Items listed in a dataset
>>

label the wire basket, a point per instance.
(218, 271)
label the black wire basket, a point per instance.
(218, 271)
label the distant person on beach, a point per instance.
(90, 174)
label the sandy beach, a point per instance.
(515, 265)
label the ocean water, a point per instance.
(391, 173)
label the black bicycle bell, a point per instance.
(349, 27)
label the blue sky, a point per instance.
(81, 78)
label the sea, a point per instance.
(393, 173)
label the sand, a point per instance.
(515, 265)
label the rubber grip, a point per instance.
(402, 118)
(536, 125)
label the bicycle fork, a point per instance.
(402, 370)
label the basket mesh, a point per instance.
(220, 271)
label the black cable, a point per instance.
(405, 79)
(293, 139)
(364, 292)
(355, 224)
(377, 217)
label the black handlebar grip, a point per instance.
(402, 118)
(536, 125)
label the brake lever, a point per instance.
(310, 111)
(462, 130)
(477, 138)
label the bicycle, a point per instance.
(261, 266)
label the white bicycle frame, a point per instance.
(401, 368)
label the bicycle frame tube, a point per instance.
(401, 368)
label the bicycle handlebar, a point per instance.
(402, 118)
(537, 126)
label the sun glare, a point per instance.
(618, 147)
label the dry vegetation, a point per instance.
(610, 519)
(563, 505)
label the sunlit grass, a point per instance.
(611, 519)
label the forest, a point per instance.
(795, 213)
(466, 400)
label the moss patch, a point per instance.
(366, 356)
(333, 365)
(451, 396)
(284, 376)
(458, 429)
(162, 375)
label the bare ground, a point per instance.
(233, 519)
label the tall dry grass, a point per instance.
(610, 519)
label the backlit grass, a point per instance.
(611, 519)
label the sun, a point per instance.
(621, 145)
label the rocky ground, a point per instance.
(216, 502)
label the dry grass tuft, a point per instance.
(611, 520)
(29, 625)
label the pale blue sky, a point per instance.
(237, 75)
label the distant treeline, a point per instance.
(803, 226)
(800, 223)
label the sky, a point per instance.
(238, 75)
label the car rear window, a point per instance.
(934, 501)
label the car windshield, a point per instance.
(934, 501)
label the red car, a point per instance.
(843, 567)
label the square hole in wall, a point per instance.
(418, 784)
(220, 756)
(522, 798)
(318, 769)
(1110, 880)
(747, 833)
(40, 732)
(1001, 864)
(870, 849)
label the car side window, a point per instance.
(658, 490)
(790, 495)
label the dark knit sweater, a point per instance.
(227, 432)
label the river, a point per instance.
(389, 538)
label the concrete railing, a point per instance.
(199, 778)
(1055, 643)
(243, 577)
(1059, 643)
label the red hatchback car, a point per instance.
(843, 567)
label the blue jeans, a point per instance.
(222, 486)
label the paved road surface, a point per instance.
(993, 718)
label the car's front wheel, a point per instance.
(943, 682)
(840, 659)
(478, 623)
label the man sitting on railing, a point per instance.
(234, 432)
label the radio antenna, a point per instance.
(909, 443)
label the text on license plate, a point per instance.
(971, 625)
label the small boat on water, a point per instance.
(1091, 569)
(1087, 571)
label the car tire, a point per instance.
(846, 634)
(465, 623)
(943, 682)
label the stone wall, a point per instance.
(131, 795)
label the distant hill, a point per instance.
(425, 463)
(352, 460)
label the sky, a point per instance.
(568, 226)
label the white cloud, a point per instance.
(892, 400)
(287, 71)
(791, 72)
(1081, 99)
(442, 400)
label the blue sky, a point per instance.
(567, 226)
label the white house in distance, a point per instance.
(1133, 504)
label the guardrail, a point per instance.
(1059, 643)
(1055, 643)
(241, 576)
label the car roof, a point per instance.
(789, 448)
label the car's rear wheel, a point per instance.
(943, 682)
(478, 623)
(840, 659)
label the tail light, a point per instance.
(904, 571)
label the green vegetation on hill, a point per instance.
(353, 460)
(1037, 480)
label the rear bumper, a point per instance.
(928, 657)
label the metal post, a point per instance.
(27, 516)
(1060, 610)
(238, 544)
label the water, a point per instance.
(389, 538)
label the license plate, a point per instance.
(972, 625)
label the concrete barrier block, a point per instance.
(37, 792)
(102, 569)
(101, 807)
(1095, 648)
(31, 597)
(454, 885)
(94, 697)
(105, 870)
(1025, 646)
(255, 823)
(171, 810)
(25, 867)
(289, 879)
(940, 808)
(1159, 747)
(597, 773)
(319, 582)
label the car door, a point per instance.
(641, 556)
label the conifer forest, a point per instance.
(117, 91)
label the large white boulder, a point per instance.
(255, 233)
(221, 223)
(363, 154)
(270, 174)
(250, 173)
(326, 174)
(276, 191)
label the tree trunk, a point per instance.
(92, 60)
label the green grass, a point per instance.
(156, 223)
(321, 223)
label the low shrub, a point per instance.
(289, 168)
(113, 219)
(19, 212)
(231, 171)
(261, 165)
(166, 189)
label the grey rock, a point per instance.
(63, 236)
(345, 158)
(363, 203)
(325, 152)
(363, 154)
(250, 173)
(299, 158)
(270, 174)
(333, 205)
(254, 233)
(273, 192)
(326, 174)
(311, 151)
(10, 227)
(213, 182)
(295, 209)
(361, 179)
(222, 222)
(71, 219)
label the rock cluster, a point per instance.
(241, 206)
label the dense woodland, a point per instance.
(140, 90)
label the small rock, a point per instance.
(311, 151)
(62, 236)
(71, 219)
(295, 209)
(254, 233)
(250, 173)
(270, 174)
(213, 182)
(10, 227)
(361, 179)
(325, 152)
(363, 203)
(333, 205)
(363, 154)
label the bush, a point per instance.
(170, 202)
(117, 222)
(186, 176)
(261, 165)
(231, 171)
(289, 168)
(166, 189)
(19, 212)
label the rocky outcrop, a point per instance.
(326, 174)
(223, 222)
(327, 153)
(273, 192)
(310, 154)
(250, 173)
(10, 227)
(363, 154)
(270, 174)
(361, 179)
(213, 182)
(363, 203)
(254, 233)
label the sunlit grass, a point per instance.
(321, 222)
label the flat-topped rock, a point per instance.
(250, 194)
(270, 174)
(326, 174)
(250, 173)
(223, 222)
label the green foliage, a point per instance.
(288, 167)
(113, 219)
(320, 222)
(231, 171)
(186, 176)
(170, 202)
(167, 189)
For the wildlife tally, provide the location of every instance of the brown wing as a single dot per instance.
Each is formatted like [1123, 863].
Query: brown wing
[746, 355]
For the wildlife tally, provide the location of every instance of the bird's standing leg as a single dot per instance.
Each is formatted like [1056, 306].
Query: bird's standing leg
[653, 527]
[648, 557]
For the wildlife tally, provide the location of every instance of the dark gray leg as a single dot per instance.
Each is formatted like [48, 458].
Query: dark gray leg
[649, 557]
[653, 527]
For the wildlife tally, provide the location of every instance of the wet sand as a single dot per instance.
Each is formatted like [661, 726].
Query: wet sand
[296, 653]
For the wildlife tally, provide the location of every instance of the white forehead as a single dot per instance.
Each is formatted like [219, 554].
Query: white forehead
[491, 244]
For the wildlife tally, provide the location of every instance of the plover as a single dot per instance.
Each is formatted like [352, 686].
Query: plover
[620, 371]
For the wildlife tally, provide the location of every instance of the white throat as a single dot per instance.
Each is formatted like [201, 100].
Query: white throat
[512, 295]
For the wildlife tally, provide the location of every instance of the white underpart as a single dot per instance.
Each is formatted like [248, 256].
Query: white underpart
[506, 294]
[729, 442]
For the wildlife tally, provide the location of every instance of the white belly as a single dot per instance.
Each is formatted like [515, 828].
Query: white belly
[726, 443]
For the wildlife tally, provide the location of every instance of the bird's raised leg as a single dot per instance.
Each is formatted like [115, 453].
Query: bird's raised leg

<<

*Task statement*.
What is needed is an exact copy of every record above.

*Output for this task*.
label the wire basket, a point per instance.
(218, 271)
label the black wire basket, a point per instance.
(218, 271)
label the distant person on beach, a point per instance.
(90, 174)
label the sandy beach, a point per instance.
(515, 265)
label the ocean water, a point per instance.
(391, 173)
label the black bicycle bell, a point per instance.
(349, 27)
label the blue sky, a point per instance.
(81, 78)
label the sea, a point per instance.
(393, 173)
label the sand, a point per instance.
(515, 265)
label the rubber grip, a point per instance.
(402, 118)
(536, 125)
label the bicycle fork, a point per instance.
(402, 370)
label the basket mesh, a point per instance.
(220, 271)
label the black cable, a point per instance.
(405, 79)
(293, 139)
(364, 292)
(355, 224)
(377, 217)
label the black handlebar grip, a point per instance.
(402, 118)
(536, 125)
label the brake lever, a point per instance.
(310, 111)
(462, 130)
(477, 138)
label the bicycle, a point per instance.
(261, 266)
label the white bicycle frame, a point per instance.
(401, 368)
label the bicycle frame tube, a point per instance.
(401, 368)
label the bicycle handlebar, a point per instance.
(402, 118)
(537, 126)
label the sun glare, a point per instance.
(618, 147)
label the dry vegetation, a point per instance.
(610, 519)
(563, 505)
label the sunlit grass, a point per instance.
(611, 519)
label the forest, a point per instance.
(795, 213)
(466, 400)
label the moss patch, a point per instance.
(366, 356)
(333, 365)
(451, 396)
(284, 376)
(458, 429)
(162, 375)
label the bare ground, a point per instance.
(233, 519)
label the tall dry grass, a point per instance.
(610, 519)
label the backlit grass, a point per instance.
(611, 519)
label the sun, a point per instance.
(621, 145)
label the rocky ground, a point per instance.
(216, 502)
label the dry grass tuft, a point per instance.
(611, 520)
(29, 625)
label the pale blue sky, a point per instance.
(237, 75)
label the distant treeline, a point per instance.
(803, 226)
(800, 223)
label the sky, a point per instance.
(238, 75)
label the car rear window, a point per instance.
(934, 501)
label the car windshield, a point per instance.
(934, 501)
label the red car, a point per instance.
(843, 567)
label the square hole in wall, a point per instance.
(418, 784)
(220, 756)
(522, 798)
(318, 769)
(1110, 880)
(747, 833)
(40, 732)
(1001, 864)
(870, 849)
label the car side window, a point per instance.
(658, 490)
(790, 495)
label the dark knit sweater, a point per instance.
(227, 432)
label the river, a point per instance.
(389, 538)
label the concrete railing, a point per instance.
(199, 778)
(1055, 643)
(243, 577)
(1059, 643)
label the red hatchback car, a point per instance.
(843, 567)
label the blue jeans, a point per instance.
(222, 486)
label the paved road surface, a point per instance.
(993, 718)
label the car's front wheel, a point per instance.
(943, 682)
(840, 659)
(478, 623)
label the man sitting on railing, a point per instance.
(234, 432)
label the radio antenna, a point per instance.
(909, 443)
label the text on license plate, a point per instance.
(971, 625)
label the small boat on water, a point per instance.
(1091, 569)
(1087, 571)
label the car tire, a point per instance.
(846, 634)
(465, 623)
(943, 682)
label the stone wall, a point per instance.
(131, 795)
label the distant hill, a point per instance.
(425, 463)
(352, 460)
label the sky, a point per instance.
(568, 226)
label the white cloud, a point per instance.
(892, 400)
(287, 71)
(791, 72)
(1081, 99)
(442, 400)
label the blue sky, a point per instance.
(567, 226)
label the white house in distance, a point per instance.
(1133, 504)
label the guardrail, a point per instance.
(1059, 643)
(1055, 643)
(241, 576)
label the car roof, a point per instance.
(789, 448)
label the car's rear wheel, a point per instance.
(943, 682)
(478, 623)
(840, 659)
label the tail light, a point per instance.
(904, 571)
label the green vegetation on hill, a point per instance.
(353, 460)
(1037, 480)
label the rear bumper, a point per instance.
(928, 657)
label the metal post, a point per instance.
(27, 516)
(1060, 610)
(238, 544)
label the water, a point per instance.
(389, 538)
label the license plate, a point per instance.
(972, 625)
label the concrete barrier block, a point per instance.
(37, 792)
(102, 569)
(101, 807)
(1095, 648)
(31, 597)
(454, 885)
(94, 697)
(105, 870)
(1025, 646)
(255, 823)
(171, 810)
(25, 867)
(289, 879)
(940, 808)
(1159, 747)
(597, 773)
(319, 582)
label the car door, a point per instance.
(641, 556)
label the conifer forest, a point per instance.
(117, 91)
label the large white boulder, a point per instance.
(255, 233)
(221, 223)
(363, 154)
(270, 174)
(250, 173)
(326, 174)
(276, 191)
label the tree trunk, a point per instance.
(92, 60)
label the green grass, a point per instance.
(156, 223)
(321, 223)
label the low shrub, a point per instance.
(289, 168)
(113, 219)
(19, 212)
(231, 171)
(261, 165)
(166, 189)
label the grey rock, a point per instance.
(63, 236)
(345, 158)
(363, 203)
(325, 152)
(363, 154)
(250, 173)
(299, 158)
(270, 174)
(333, 205)
(254, 233)
(273, 192)
(326, 174)
(311, 151)
(10, 227)
(213, 182)
(295, 209)
(361, 179)
(222, 222)
(71, 219)
label the rock cluster, a point per instance.
(241, 206)
label the dense woodland, a point per instance.
(140, 90)
label the small rock, a point per instance.
(311, 151)
(62, 236)
(71, 219)
(295, 209)
(254, 233)
(250, 173)
(270, 174)
(213, 182)
(10, 227)
(361, 179)
(325, 152)
(363, 203)
(333, 205)
(363, 154)
label the bush, a point per instance.
(170, 202)
(117, 222)
(186, 176)
(261, 165)
(231, 171)
(289, 168)
(166, 189)
(19, 212)
label the rocky outcrop, a point per instance.
(326, 174)
(223, 222)
(327, 153)
(273, 192)
(310, 154)
(250, 173)
(10, 227)
(363, 154)
(270, 174)
(361, 179)
(213, 182)
(363, 203)
(254, 233)
label the sunlit grass, a point per instance.
(321, 222)
label the flat-topped rock, a point per instance.
(250, 194)
(270, 174)
(326, 174)
(250, 173)
(223, 222)
label the green foliage, a point per instance.
(288, 167)
(113, 219)
(320, 222)
(231, 171)
(186, 176)
(170, 202)
(167, 189)
For the wildlife tally, provide the location of every instance of the brown wing as a single dot per instance.
Each is formatted like [1123, 863].
Query: brown wing
[746, 355]
For the wildlife tally, provide the location of every instance of the bird's standing leg as a single dot per instance.
Each is formatted like [1056, 306].
Query: bird's standing leg
[653, 527]
[648, 557]
For the wildlife tally, provide the location of every instance of the dark gray leg as a single dot per instance.
Each is formatted like [48, 458].
Query: dark gray leg
[649, 557]
[653, 527]
For the wildlife tally, provide the location of every instance of the wet sand as a single dot per instance.
Each is formatted like [661, 726].
Query: wet sand
[296, 653]
For the wildlife tally, provide the location of every instance of the white forehead as a single dot per instance.
Each is formatted like [219, 554].
Query: white forehead
[491, 244]
For the wildlife tally, provide the location of every instance of the plover as a single dot per instance.
Each is formatted like [352, 686].
Query: plover
[620, 371]
For the wildlife tally, provide the location of every instance of the white throat as a single dot per instance.
Each is formatted like [201, 100].
Query: white throat
[512, 295]
For the wildlife tally, provide the location of every instance of the white underpart as a single dot per instance.
Each is formatted like [248, 256].
Query: white underpart
[506, 294]
[729, 442]
For the wildlife tally, provide the location of every instance of the white belly as a single dot per instance.
Each is formatted like [515, 828].
Query: white belly
[726, 443]
For the wildlife tally, provide the location of every instance of the bird's raised leg as a single dot per instance.
Each is formatted like [115, 453].
Query: bird's raised leg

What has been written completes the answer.